[start of INFORMATION PROVIDED]
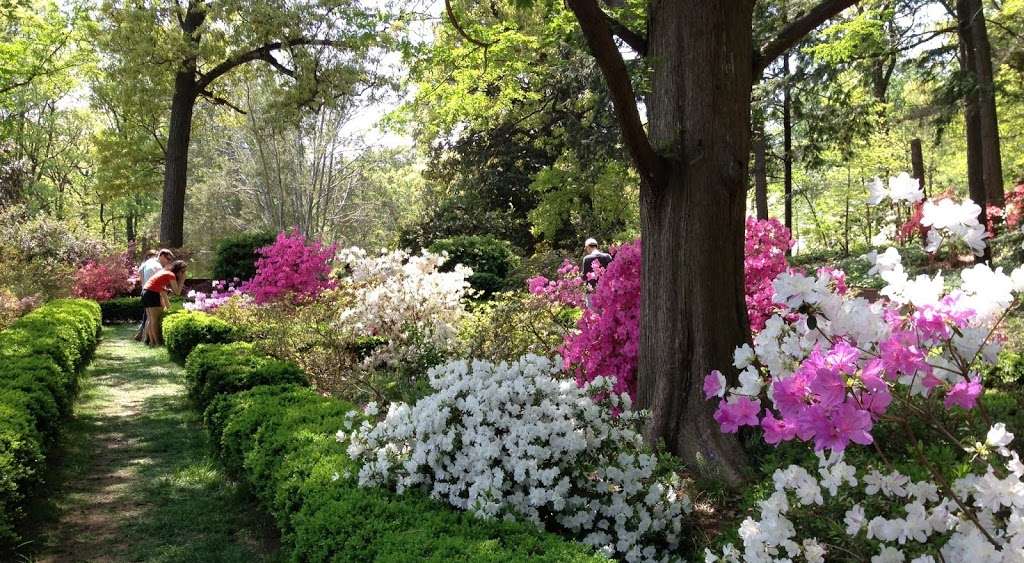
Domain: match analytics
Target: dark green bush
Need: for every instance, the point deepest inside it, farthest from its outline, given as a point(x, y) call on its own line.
point(185, 330)
point(236, 256)
point(280, 441)
point(223, 369)
point(40, 355)
point(491, 259)
point(122, 309)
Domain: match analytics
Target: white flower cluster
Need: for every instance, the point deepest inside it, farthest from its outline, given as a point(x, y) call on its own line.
point(921, 523)
point(403, 298)
point(948, 220)
point(518, 440)
point(901, 188)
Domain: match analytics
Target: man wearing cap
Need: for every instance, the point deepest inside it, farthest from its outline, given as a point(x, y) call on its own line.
point(593, 255)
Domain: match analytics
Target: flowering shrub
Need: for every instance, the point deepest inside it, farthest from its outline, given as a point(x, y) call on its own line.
point(515, 440)
point(765, 246)
point(220, 294)
point(608, 333)
point(828, 367)
point(105, 278)
point(291, 268)
point(404, 300)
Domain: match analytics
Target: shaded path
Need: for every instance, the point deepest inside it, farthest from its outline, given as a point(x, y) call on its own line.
point(136, 481)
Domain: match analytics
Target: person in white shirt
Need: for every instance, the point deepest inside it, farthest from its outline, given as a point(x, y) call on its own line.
point(154, 262)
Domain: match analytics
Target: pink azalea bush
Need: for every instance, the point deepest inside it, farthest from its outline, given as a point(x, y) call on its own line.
point(607, 337)
point(104, 278)
point(834, 363)
point(291, 268)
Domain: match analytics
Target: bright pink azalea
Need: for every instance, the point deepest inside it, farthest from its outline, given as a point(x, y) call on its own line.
point(737, 412)
point(965, 394)
point(291, 268)
point(776, 430)
point(104, 279)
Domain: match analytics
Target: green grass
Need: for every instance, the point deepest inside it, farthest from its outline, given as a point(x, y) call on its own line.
point(135, 481)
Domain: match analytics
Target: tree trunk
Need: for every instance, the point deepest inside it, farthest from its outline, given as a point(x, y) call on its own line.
point(787, 143)
point(760, 170)
point(179, 134)
point(988, 121)
point(692, 215)
point(972, 119)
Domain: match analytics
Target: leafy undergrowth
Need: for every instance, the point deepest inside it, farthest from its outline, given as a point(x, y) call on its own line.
point(136, 481)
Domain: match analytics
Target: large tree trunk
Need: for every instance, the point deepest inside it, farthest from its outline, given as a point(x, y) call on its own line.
point(988, 121)
point(787, 142)
point(693, 312)
point(972, 118)
point(760, 170)
point(179, 134)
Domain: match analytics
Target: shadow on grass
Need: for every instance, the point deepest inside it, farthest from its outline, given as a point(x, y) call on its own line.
point(134, 479)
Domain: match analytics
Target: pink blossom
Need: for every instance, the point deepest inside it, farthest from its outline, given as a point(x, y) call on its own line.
point(291, 268)
point(965, 394)
point(737, 412)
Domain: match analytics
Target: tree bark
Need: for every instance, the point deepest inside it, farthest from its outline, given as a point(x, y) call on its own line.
point(988, 120)
point(179, 135)
point(760, 170)
point(787, 143)
point(693, 312)
point(972, 117)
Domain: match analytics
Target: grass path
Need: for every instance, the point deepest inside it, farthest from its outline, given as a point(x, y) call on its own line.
point(136, 481)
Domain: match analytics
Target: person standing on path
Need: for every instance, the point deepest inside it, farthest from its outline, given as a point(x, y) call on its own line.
point(171, 278)
point(594, 255)
point(154, 263)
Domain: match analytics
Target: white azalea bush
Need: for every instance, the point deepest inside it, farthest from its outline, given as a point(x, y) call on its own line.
point(518, 440)
point(406, 301)
point(904, 377)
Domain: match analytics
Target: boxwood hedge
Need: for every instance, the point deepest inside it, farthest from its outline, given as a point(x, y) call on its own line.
point(40, 356)
point(280, 441)
point(185, 330)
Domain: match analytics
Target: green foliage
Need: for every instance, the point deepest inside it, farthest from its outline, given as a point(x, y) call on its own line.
point(223, 369)
point(183, 331)
point(236, 256)
point(280, 441)
point(40, 355)
point(491, 259)
point(512, 325)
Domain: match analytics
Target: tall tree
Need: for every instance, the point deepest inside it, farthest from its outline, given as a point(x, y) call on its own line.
point(692, 161)
point(318, 50)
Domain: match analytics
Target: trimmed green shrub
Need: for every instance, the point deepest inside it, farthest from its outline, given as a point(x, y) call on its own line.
point(122, 309)
point(183, 331)
point(491, 259)
point(40, 355)
point(280, 441)
point(223, 369)
point(236, 256)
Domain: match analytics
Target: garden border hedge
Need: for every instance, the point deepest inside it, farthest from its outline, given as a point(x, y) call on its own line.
point(41, 355)
point(279, 440)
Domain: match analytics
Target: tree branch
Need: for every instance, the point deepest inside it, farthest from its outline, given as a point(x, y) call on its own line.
point(458, 28)
point(636, 41)
point(595, 29)
point(263, 52)
point(220, 101)
point(798, 30)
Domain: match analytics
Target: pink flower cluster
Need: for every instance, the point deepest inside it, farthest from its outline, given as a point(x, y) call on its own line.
point(841, 388)
point(222, 291)
point(566, 289)
point(608, 333)
point(765, 248)
point(608, 338)
point(291, 268)
point(105, 278)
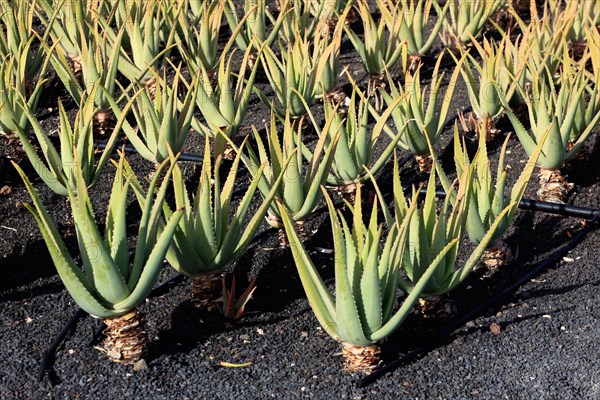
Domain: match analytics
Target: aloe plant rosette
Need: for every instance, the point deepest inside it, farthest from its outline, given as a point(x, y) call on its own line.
point(14, 96)
point(561, 113)
point(488, 197)
point(58, 168)
point(431, 231)
point(353, 160)
point(379, 52)
point(419, 115)
point(367, 270)
point(299, 190)
point(224, 103)
point(211, 236)
point(108, 285)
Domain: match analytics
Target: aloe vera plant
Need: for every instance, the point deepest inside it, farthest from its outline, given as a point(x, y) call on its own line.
point(581, 15)
point(488, 198)
point(414, 16)
point(542, 41)
point(299, 191)
point(495, 72)
point(16, 94)
point(198, 39)
point(163, 118)
point(353, 160)
point(16, 38)
point(298, 18)
point(558, 111)
point(224, 103)
point(145, 43)
point(419, 112)
point(60, 168)
point(383, 46)
point(253, 33)
point(467, 20)
point(211, 236)
point(429, 232)
point(68, 24)
point(367, 266)
point(330, 65)
point(98, 63)
point(294, 76)
point(108, 285)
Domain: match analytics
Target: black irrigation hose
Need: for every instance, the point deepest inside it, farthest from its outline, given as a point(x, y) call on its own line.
point(130, 149)
point(446, 334)
point(565, 210)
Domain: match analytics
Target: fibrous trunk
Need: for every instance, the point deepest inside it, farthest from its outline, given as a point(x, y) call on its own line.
point(496, 256)
point(362, 359)
point(283, 238)
point(425, 163)
point(104, 121)
point(435, 307)
point(125, 338)
point(554, 188)
point(207, 291)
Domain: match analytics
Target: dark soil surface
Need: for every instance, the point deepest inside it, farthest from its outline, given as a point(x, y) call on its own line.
point(545, 345)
[end of INFORMATION PROVIDED]
YOUR INSTRUCTIONS - Can you convert every line of the records above into a Markdown table with the columns "Row" and "Record text," numbering each line, skipping blank lines, and leaving out the pictures?

RIGHT ANSWER -
| Row | Record text |
|---|---|
| 1 | Domain: match analytics |
| 2 | Target: dark green bush |
| 3 | Need: for every instance, the point deepest inside it, farthest from its outline, given as a point(x, y) call on its own line. |
| 4 | point(185, 330) |
| 5 | point(236, 256) |
| 6 | point(280, 441) |
| 7 | point(223, 369) |
| 8 | point(40, 355) |
| 9 | point(491, 259) |
| 10 | point(122, 309) |
| 11 | Domain: match analytics |
| 12 | Target: white flower cluster |
| 13 | Need: for every instance, the point deepest inside it, farthest from its outline, given as a point(x, y) call on its own line. |
| 14 | point(921, 523) |
| 15 | point(403, 298) |
| 16 | point(948, 220) |
| 17 | point(518, 440) |
| 18 | point(901, 188) |
| 19 | Domain: match analytics |
| 20 | Target: man wearing cap |
| 21 | Need: for every instance, the point deepest inside it, farthest from its outline, given as a point(x, y) call on its own line. |
| 22 | point(593, 255) |
| 23 | Domain: match analytics |
| 24 | Target: flowering shrub |
| 25 | Need: for every instance, the point deepest inside it, farthest from its outline, given as a point(x, y) call on its own line. |
| 26 | point(515, 440) |
| 27 | point(765, 246) |
| 28 | point(220, 294) |
| 29 | point(608, 333) |
| 30 | point(828, 367) |
| 31 | point(105, 278) |
| 32 | point(291, 268) |
| 33 | point(404, 300) |
| 34 | Domain: match analytics |
| 35 | Target: shaded path |
| 36 | Need: for every instance, the point deepest inside it, farthest from its outline, given as a point(x, y) call on its own line. |
| 37 | point(136, 481) |
| 38 | Domain: match analytics |
| 39 | Target: person in white shirt |
| 40 | Need: for every instance, the point deepest inside it, farthest from its outline, given as a point(x, y) call on its own line. |
| 41 | point(154, 262) |
| 42 | Domain: match analytics |
| 43 | Target: pink azalea bush |
| 44 | Need: for every instance, the point deepest inside it, farthest from its outline, given as a point(x, y) call on its own line. |
| 45 | point(607, 337) |
| 46 | point(104, 278) |
| 47 | point(834, 363) |
| 48 | point(291, 268) |
| 49 | Domain: match analytics |
| 50 | Target: bright pink azalea |
| 51 | Need: for every instance, the point deepest inside it, farthest from its outline, given as a point(x, y) call on its own line. |
| 52 | point(737, 412) |
| 53 | point(965, 394) |
| 54 | point(291, 268) |
| 55 | point(776, 430) |
| 56 | point(104, 279) |
| 57 | Domain: match analytics |
| 58 | Target: green grass |
| 59 | Need: for every instance, the point deepest inside it, farthest from its outline, given as a point(x, y) call on its own line. |
| 60 | point(135, 481) |
| 61 | Domain: match analytics |
| 62 | Target: tree trunk |
| 63 | Need: for every instance, the point deepest inside it, farthest from its outline, given as a point(x, y) call on its own line. |
| 64 | point(787, 143) |
| 65 | point(760, 170) |
| 66 | point(179, 134) |
| 67 | point(988, 121) |
| 68 | point(692, 215) |
| 69 | point(972, 119) |
| 70 | Domain: match analytics |
| 71 | Target: leafy undergrowth |
| 72 | Need: for every instance, the point deepest inside it, farthest from its outline, given as a point(x, y) call on its own line. |
| 73 | point(136, 481) |
| 74 | Domain: match analytics |
| 75 | Target: large tree trunk |
| 76 | Need: for every instance, the point deepest inside it, farthest from its outline, given as a point(x, y) call on its own line. |
| 77 | point(988, 121) |
| 78 | point(787, 142) |
| 79 | point(693, 312) |
| 80 | point(972, 118) |
| 81 | point(760, 170) |
| 82 | point(179, 134) |
| 83 | Domain: match analytics |
| 84 | Target: shadow on grass |
| 85 | Need: for every instance, the point deepest inside it, farthest from its outline, given as a point(x, y) call on its own line. |
| 86 | point(134, 479) |
| 87 | Domain: match analytics |
| 88 | Target: pink blossom |
| 89 | Need: for every instance, the point deepest inside it, farthest from its outline, given as a point(x, y) call on its own line. |
| 90 | point(291, 268) |
| 91 | point(965, 394) |
| 92 | point(737, 412) |
| 93 | Domain: match analytics |
| 94 | Target: tree bark |
| 95 | Need: for every instance, the point deepest inside it, farthest from its outline, given as a point(x, y) call on its own line. |
| 96 | point(988, 120) |
| 97 | point(179, 135) |
| 98 | point(760, 170) |
| 99 | point(787, 143) |
| 100 | point(693, 312) |
| 101 | point(972, 117) |
| 102 | Domain: match analytics |
| 103 | Target: grass path |
| 104 | Need: for every instance, the point deepest inside it, farthest from its outline, given as a point(x, y) call on its own line. |
| 105 | point(136, 481) |
| 106 | Domain: match analytics |
| 107 | Target: person standing on path |
| 108 | Need: for every instance, the point deepest inside it, farthest from its outline, given as a point(x, y) call on its own line. |
| 109 | point(171, 278) |
| 110 | point(594, 255) |
| 111 | point(154, 263) |
| 112 | Domain: match analytics |
| 113 | Target: white azalea bush |
| 114 | Need: for every instance, the point deepest inside it, farthest from its outline, given as a point(x, y) call on its own line. |
| 115 | point(518, 440) |
| 116 | point(406, 301) |
| 117 | point(904, 377) |
| 118 | Domain: match analytics |
| 119 | Target: boxwood hedge |
| 120 | Need: for every instance, the point deepest inside it, farthest from its outline, given as a point(x, y) call on its own line. |
| 121 | point(40, 356) |
| 122 | point(280, 441) |
| 123 | point(185, 330) |
| 124 | Domain: match analytics |
| 125 | Target: green foliage |
| 126 | Need: for every instance, the point deepest inside it, farthest from its outline, given as a point(x, y) call on its own line. |
| 127 | point(223, 369) |
| 128 | point(183, 331) |
| 129 | point(236, 256) |
| 130 | point(280, 441) |
| 131 | point(40, 355) |
| 132 | point(491, 259) |
| 133 | point(512, 325) |
| 134 | Domain: match analytics |
| 135 | Target: tall tree |
| 136 | Need: for every instance, the point deepest inside it, farthest from its outline, given as a point(x, y) call on its own line. |
| 137 | point(692, 161) |
| 138 | point(318, 50) |
| 139 | Domain: match analytics |
| 140 | Target: trimmed green shrub |
| 141 | Need: for every instance, the point deepest inside it, farthest from its outline, given as a point(x, y) call on its own line. |
| 142 | point(122, 309) |
| 143 | point(183, 331) |
| 144 | point(491, 259) |
| 145 | point(40, 355) |
| 146 | point(280, 441) |
| 147 | point(223, 369) |
| 148 | point(236, 256) |
| 149 | Domain: match analytics |
| 150 | Target: garden border hedge |
| 151 | Need: for every instance, the point deepest inside it, farthest from its outline, given as a point(x, y) call on its own line. |
| 152 | point(41, 355) |
| 153 | point(279, 440) |
| 154 | Domain: match analytics |
| 155 | Target: tree branch |
| 156 | Need: for every instance, the point deepest inside it, farthest from its outline, given as a point(x, y) call on its own line. |
| 157 | point(458, 28) |
| 158 | point(636, 41) |
| 159 | point(595, 29) |
| 160 | point(263, 52) |
| 161 | point(220, 101) |
| 162 | point(798, 30) |
| 163 | Domain: match analytics |
| 164 | Target: pink flower cluster |
| 165 | Need: for every instance, the point deepest inside it, farthest from its outline, given as a point(x, y) call on its own line. |
| 166 | point(841, 388) |
| 167 | point(222, 291) |
| 168 | point(566, 289) |
| 169 | point(608, 333) |
| 170 | point(765, 248) |
| 171 | point(608, 338) |
| 172 | point(291, 268) |
| 173 | point(105, 278) |
| 174 | Domain: match analytics |
| 175 | Target: aloe plant rosette |
| 176 | Need: for every instance, the point deepest inside it, farthest from its outline, given as a point(x, y) call on its own line. |
| 177 | point(14, 96) |
| 178 | point(561, 113) |
| 179 | point(488, 197) |
| 180 | point(58, 168) |
| 181 | point(431, 231) |
| 182 | point(353, 160) |
| 183 | point(379, 52) |
| 184 | point(419, 115) |
| 185 | point(367, 270) |
| 186 | point(299, 190) |
| 187 | point(224, 103) |
| 188 | point(211, 236) |
| 189 | point(108, 285) |
| 190 | Domain: match analytics |
| 191 | Target: aloe vera plant |
| 192 | Need: for every instance, the point deepest inside it, farthest from its outline, given as a point(x, y) call on its own line. |
| 193 | point(581, 15) |
| 194 | point(488, 198) |
| 195 | point(414, 16) |
| 196 | point(542, 41) |
| 197 | point(299, 191) |
| 198 | point(495, 72) |
| 199 | point(16, 94) |
| 200 | point(198, 39) |
| 201 | point(163, 118) |
| 202 | point(353, 160) |
| 203 | point(16, 38) |
| 204 | point(298, 18) |
| 205 | point(558, 111) |
| 206 | point(224, 103) |
| 207 | point(145, 43) |
| 208 | point(419, 112) |
| 209 | point(60, 168) |
| 210 | point(383, 46) |
| 211 | point(253, 33) |
| 212 | point(467, 20) |
| 213 | point(211, 236) |
| 214 | point(429, 232) |
| 215 | point(68, 24) |
| 216 | point(367, 266) |
| 217 | point(330, 65) |
| 218 | point(98, 63) |
| 219 | point(294, 76) |
| 220 | point(108, 285) |
| 221 | Domain: match analytics |
| 222 | Target: black irrigation hose |
| 223 | Need: for every instance, the point deepest inside it, farthest from its outline, given as a point(x, y) call on its own line. |
| 224 | point(130, 149) |
| 225 | point(446, 334) |
| 226 | point(565, 210) |
| 227 | Domain: match analytics |
| 228 | Target: fibrous trunk |
| 229 | Need: for every instance, the point deepest inside it, farthest from its outline, given as a point(x, y) call on its own line. |
| 230 | point(496, 256) |
| 231 | point(362, 359) |
| 232 | point(283, 238) |
| 233 | point(425, 163) |
| 234 | point(104, 121) |
| 235 | point(435, 307) |
| 236 | point(125, 338) |
| 237 | point(554, 188) |
| 238 | point(207, 291) |
| 239 | Domain: match analytics |
| 240 | Target: dark soil surface |
| 241 | Need: for every instance, the point deepest inside it, farthest from its outline, given as a point(x, y) call on its own line. |
| 242 | point(545, 345) |